Start at the line containing "the wicker sofa" and transcribe every line exactly through the end of the records below, and only those lines.

* begin Records supplied *

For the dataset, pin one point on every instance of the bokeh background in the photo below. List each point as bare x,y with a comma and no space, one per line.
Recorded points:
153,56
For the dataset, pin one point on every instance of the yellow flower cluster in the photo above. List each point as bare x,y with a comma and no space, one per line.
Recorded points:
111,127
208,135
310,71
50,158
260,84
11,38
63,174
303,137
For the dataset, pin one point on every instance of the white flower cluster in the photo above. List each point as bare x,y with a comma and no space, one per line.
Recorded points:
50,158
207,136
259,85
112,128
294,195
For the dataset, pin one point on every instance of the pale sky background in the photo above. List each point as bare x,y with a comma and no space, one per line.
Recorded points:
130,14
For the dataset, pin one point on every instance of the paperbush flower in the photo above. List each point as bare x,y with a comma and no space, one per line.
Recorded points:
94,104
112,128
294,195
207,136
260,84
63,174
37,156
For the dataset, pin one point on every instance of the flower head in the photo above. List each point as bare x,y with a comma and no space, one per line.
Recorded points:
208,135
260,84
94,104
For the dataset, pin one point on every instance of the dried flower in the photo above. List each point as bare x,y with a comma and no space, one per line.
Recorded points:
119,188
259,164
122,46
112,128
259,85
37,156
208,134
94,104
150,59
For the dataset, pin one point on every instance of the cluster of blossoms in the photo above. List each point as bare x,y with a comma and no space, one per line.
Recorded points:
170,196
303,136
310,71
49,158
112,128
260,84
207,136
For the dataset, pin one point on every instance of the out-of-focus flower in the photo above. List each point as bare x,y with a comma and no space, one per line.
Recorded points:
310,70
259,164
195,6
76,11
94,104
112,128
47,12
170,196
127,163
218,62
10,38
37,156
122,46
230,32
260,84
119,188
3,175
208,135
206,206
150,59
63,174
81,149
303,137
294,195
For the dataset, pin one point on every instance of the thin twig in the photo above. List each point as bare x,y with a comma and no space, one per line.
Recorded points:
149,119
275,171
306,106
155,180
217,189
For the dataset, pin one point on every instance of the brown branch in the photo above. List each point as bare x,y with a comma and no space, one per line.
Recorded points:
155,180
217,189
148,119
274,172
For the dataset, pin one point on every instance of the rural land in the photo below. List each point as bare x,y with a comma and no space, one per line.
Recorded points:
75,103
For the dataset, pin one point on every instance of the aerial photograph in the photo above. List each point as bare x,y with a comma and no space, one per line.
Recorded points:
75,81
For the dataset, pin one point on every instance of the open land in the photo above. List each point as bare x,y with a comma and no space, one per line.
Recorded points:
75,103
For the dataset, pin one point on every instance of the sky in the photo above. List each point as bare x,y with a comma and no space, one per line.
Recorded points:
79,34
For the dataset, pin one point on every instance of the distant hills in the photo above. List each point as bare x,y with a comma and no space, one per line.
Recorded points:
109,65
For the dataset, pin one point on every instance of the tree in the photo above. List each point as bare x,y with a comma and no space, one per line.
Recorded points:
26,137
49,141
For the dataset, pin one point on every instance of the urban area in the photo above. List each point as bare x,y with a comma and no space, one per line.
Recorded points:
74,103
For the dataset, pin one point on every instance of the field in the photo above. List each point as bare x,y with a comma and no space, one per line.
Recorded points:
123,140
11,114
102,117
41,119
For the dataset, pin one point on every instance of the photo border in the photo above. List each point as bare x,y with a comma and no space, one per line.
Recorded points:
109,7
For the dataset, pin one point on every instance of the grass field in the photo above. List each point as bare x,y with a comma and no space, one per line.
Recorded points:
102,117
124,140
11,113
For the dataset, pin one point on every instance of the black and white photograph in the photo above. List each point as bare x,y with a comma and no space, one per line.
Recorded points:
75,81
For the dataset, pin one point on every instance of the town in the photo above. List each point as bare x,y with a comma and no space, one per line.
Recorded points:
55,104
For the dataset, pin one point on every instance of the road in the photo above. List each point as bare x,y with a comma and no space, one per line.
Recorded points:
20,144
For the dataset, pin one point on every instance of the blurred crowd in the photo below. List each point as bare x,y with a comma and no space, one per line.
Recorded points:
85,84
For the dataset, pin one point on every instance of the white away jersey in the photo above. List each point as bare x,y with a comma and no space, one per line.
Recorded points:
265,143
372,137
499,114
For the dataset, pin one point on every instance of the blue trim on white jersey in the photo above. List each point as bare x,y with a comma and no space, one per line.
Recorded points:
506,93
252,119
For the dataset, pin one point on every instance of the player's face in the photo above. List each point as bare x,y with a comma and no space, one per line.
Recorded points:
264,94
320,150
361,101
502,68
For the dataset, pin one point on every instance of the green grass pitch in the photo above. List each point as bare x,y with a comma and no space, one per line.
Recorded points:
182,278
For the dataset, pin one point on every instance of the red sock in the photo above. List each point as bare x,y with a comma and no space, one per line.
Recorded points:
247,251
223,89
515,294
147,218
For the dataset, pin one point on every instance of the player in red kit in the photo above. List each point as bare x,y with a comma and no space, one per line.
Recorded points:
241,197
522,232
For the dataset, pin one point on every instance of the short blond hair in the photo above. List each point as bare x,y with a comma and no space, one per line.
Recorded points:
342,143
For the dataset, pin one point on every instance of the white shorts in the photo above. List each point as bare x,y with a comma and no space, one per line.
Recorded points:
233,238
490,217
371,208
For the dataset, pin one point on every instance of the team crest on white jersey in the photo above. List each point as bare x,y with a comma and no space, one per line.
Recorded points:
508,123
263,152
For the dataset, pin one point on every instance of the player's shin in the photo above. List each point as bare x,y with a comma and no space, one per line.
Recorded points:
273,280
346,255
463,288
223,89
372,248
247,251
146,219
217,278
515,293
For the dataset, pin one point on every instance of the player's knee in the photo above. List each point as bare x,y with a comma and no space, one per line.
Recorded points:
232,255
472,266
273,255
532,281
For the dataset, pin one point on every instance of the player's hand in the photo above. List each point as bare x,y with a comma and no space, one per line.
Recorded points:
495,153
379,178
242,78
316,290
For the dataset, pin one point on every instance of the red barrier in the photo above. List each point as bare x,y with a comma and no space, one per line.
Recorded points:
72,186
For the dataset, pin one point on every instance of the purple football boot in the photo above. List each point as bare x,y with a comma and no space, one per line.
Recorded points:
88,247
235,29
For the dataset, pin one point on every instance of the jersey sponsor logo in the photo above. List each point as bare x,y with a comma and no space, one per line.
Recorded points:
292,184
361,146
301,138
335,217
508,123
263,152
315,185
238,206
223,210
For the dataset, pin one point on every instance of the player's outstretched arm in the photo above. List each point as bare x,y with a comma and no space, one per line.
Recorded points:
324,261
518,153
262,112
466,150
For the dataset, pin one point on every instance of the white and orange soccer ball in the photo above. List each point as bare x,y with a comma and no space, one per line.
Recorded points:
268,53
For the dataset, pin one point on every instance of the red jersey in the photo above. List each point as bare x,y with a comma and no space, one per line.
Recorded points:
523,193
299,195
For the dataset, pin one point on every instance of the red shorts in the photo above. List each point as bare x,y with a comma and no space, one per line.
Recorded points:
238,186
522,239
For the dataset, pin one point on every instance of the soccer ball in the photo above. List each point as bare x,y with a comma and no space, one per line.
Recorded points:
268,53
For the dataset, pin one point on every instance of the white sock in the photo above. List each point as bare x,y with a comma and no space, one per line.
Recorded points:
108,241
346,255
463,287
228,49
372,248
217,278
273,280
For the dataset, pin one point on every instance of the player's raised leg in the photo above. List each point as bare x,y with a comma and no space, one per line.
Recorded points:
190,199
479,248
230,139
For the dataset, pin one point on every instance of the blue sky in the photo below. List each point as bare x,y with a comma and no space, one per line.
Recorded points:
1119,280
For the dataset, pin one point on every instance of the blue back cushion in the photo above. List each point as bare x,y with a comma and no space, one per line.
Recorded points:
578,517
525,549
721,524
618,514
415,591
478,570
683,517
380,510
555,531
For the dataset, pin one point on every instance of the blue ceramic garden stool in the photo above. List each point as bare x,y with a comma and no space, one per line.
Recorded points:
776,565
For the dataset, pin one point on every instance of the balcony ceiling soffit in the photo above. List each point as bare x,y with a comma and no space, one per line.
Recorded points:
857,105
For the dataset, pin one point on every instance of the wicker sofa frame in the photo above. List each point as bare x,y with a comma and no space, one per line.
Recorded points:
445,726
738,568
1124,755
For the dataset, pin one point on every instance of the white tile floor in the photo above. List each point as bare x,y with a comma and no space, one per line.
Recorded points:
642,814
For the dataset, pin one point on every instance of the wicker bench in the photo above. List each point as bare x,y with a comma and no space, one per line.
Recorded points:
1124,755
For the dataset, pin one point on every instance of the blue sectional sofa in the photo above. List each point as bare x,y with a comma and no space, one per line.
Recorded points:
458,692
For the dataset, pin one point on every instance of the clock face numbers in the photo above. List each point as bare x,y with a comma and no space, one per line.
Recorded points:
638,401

* end Records supplied *

§ **Exercise output**
For the dataset, pin one point on every instance of the wicker sofa frame in the photo above. List each point as bare x,y with a comma and no space, one per line.
Recorded points:
445,726
738,568
1124,755
For the dataset, pin one point on every instance of the white tile floor in the photo above. List each point as bare x,y with a comma and no space, one per line.
Recorded points:
642,814
For the dataset, pin one point on every instance of the wicker bench in the photo above. List each point as bare x,y with a comma and no space, one per line.
Recorded points:
1124,755
For the dataset, pin one point on every instance of the blue sectional sofa in the photo above. List each point as bare x,y with a comma and no space, one per line.
Recorded points:
458,692
For the dataset, pin one point on every instance of the clock face numbers in the photo above. List each point as bare x,y with a comma and no space, one per line.
Recorded points:
638,401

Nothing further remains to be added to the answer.